• WHAT IS BEING ASKED
Copy out exactly every line from the line containing "Exercise. Tag every instance of the black wide-leg" until the records below end, inclusive of both boundary lines.
==== AVAILABLE DATA ====
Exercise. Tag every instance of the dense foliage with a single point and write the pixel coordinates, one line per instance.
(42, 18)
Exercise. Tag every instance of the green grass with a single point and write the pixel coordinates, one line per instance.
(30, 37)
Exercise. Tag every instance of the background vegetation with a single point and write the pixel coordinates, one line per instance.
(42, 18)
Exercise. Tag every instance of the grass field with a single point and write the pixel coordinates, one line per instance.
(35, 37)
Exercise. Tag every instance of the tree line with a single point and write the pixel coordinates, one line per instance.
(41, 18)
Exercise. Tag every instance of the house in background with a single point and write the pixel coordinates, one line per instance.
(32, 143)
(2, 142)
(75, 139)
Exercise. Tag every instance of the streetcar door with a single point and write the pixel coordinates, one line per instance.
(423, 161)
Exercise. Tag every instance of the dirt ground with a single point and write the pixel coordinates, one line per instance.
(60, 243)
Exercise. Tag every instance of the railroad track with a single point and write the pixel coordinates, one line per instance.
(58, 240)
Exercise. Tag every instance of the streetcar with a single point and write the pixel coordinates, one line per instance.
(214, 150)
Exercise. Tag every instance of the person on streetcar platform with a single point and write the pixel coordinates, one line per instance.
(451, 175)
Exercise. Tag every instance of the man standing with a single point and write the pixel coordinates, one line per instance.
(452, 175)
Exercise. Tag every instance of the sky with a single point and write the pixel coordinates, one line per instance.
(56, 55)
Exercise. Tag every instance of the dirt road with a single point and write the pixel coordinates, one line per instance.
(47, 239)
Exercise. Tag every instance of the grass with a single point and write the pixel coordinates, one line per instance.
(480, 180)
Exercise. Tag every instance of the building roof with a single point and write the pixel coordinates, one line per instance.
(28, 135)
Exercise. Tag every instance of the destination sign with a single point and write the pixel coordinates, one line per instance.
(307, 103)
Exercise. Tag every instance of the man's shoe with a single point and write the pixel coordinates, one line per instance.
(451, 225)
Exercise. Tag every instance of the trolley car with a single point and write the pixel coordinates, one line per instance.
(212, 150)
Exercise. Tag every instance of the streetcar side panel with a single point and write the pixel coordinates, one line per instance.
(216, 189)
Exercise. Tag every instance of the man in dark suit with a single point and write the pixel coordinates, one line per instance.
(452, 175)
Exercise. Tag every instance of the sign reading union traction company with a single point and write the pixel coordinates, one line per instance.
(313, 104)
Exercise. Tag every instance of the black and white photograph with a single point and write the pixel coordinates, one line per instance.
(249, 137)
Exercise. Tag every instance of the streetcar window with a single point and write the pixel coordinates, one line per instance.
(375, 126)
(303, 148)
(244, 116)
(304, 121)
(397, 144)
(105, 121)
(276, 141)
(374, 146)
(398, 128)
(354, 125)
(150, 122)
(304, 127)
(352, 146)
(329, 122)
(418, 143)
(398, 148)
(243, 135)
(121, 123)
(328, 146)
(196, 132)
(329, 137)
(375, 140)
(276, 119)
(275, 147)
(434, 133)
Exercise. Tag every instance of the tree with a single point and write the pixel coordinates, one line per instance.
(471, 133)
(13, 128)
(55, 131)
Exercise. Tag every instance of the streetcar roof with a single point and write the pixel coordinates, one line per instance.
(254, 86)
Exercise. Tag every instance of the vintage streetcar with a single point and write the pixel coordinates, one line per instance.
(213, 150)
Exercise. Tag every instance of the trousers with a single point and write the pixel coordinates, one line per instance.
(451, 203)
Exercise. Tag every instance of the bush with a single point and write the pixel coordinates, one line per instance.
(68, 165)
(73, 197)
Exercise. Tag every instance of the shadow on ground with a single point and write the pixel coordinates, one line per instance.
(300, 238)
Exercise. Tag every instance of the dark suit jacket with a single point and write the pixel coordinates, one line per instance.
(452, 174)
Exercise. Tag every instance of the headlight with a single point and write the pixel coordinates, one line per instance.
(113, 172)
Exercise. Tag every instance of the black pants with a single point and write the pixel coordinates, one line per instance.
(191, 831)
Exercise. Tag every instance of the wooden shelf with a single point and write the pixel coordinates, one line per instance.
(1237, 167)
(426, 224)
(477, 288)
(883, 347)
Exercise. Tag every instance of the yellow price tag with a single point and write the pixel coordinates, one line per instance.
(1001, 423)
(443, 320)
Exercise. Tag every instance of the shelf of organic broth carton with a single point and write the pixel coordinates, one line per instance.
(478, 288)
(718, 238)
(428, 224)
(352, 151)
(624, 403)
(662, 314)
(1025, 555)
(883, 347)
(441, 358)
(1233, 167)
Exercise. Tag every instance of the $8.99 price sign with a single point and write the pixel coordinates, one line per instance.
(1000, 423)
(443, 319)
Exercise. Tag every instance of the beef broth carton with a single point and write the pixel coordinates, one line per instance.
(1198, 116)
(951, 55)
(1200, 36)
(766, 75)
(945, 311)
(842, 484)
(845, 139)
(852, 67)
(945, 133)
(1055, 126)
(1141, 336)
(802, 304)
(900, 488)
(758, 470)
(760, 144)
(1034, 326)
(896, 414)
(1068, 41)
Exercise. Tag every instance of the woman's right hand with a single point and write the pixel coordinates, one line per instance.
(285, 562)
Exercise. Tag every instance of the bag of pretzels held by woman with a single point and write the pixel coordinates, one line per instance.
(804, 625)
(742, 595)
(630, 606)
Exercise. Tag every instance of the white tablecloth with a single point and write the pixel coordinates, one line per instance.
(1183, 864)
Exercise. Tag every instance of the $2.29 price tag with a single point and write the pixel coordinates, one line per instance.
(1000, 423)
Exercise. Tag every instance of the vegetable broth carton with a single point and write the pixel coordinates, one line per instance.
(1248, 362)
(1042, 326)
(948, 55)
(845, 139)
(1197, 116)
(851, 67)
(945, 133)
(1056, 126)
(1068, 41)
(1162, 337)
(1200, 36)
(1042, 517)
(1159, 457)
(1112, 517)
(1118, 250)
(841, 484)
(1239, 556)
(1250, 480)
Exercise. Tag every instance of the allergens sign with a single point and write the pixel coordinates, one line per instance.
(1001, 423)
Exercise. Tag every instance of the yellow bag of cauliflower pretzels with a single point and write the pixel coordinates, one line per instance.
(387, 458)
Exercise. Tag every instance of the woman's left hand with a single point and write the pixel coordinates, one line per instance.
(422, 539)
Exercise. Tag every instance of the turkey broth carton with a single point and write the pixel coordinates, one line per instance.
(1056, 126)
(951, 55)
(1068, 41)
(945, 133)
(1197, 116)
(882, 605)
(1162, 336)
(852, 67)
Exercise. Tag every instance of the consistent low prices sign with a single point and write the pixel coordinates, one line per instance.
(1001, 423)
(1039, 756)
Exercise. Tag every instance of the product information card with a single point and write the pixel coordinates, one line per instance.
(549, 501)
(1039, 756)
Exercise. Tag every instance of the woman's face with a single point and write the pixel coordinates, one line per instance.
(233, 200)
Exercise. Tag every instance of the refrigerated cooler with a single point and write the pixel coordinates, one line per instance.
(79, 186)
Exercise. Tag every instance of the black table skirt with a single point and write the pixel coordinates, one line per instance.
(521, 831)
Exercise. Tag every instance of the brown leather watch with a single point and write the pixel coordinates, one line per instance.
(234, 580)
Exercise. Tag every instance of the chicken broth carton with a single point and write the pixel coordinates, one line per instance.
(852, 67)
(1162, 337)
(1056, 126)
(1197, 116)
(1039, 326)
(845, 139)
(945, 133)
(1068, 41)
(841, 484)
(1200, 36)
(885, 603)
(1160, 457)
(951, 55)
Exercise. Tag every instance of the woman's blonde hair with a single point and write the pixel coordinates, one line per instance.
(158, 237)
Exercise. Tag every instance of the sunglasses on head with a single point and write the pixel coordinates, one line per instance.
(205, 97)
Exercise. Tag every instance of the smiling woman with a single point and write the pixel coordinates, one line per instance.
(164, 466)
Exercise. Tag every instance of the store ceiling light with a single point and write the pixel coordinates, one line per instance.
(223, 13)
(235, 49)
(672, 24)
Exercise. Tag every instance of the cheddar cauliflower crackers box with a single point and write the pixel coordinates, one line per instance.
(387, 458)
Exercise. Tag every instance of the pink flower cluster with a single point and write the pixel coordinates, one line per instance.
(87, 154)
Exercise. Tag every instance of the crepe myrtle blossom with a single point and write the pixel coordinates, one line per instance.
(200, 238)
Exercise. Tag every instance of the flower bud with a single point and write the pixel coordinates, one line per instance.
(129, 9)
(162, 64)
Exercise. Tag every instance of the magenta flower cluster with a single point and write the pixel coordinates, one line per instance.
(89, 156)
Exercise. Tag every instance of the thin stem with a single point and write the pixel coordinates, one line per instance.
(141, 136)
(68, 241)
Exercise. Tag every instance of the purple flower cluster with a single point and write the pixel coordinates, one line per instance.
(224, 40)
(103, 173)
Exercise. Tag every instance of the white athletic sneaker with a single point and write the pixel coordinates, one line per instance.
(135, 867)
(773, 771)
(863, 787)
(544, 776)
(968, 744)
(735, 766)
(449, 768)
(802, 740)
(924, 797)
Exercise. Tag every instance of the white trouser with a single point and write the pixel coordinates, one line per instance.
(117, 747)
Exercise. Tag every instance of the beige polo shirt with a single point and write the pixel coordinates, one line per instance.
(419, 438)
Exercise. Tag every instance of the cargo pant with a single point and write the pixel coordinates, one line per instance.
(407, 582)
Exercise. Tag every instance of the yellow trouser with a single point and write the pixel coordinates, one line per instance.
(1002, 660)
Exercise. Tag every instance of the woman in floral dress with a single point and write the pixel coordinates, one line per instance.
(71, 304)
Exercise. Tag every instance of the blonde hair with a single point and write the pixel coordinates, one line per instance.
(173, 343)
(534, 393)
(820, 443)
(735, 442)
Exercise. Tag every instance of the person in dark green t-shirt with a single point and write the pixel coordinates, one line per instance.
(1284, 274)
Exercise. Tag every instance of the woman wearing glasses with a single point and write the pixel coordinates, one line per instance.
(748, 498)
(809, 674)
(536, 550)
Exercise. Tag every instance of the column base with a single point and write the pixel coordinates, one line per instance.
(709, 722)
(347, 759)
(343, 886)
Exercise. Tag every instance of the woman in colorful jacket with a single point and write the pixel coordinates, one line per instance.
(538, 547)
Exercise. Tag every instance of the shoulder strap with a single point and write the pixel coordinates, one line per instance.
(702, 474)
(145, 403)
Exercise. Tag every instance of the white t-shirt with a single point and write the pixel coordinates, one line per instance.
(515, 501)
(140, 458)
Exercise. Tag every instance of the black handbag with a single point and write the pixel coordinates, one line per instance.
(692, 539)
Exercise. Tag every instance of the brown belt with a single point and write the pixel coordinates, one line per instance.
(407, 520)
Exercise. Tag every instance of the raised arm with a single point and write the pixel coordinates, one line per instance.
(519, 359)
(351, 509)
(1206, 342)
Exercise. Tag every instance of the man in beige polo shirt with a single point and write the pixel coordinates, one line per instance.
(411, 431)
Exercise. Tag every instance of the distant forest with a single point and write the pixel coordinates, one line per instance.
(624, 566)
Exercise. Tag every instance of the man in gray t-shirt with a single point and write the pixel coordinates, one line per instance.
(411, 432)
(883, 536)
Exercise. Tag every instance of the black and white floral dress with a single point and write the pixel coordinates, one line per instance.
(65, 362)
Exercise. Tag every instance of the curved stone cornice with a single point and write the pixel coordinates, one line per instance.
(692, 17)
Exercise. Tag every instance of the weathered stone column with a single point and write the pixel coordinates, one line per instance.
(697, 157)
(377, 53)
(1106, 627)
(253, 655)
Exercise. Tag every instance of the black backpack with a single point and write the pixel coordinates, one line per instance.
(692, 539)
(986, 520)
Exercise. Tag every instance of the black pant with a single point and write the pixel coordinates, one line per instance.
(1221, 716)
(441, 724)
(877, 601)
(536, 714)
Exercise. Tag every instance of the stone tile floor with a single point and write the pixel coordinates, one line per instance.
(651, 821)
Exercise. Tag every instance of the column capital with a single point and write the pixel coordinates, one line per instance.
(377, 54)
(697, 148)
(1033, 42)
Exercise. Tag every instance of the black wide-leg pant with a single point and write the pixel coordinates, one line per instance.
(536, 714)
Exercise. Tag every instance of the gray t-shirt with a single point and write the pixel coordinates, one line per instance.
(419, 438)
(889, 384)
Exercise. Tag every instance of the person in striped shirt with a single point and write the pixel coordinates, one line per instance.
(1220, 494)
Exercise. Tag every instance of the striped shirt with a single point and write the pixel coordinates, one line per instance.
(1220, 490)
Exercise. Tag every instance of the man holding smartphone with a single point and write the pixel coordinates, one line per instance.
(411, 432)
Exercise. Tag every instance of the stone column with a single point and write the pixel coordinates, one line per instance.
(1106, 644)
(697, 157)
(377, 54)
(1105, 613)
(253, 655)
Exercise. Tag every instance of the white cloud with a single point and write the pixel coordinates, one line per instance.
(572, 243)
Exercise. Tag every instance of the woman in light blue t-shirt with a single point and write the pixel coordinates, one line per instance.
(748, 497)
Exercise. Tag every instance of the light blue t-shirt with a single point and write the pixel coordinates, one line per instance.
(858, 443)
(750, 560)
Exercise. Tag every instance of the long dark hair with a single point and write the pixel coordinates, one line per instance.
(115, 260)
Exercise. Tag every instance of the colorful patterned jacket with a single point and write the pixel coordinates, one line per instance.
====
• OUTPUT OF THE TASK
Exercise. Tag every instance of the black wide-leg pant with a single point and write the pixel coordinates, one line per instance.
(536, 714)
Exercise. Tag every instance of the gray t-shirt with a single point and write the pixel coordinates, one line per instance.
(419, 438)
(889, 384)
Exercise. Tag every instance of the person in striped shirt with a single point and write the pixel coordinates, one line per instance.
(1220, 494)
Exercise. Tag every instance of the striped shirt with a single point and write the pixel coordinates, one line per instance.
(1220, 490)
Exercise. Tag every instance of the man holding smartphone with a single point and write the pixel coordinates, one line per instance.
(411, 432)
Exercise. Tag every instance of the stone column with a single point and write the pixel coordinates, one line per instance.
(1106, 644)
(697, 157)
(377, 54)
(1105, 613)
(253, 655)
Exercise. Tag every instance of the white cloud with a single point and write the pixel coordinates, one line per instance.
(572, 243)
Exercise. Tag every instance of the woman in light blue t-shirt with a single point and write the pixel coordinates, one line per instance.
(748, 497)
Exercise. Tag every instance of the light blue t-shirt with a single point and write the pixel coordinates, one line per instance.
(858, 443)
(750, 560)
Exercise. Tag every instance of the long dark hair with a single point and write the pixel coordinates, one line per instance.
(115, 260)
Exercise. Tag every instance of the colorful patterned jacket with a single point and write the pixel coordinates, one line per instance.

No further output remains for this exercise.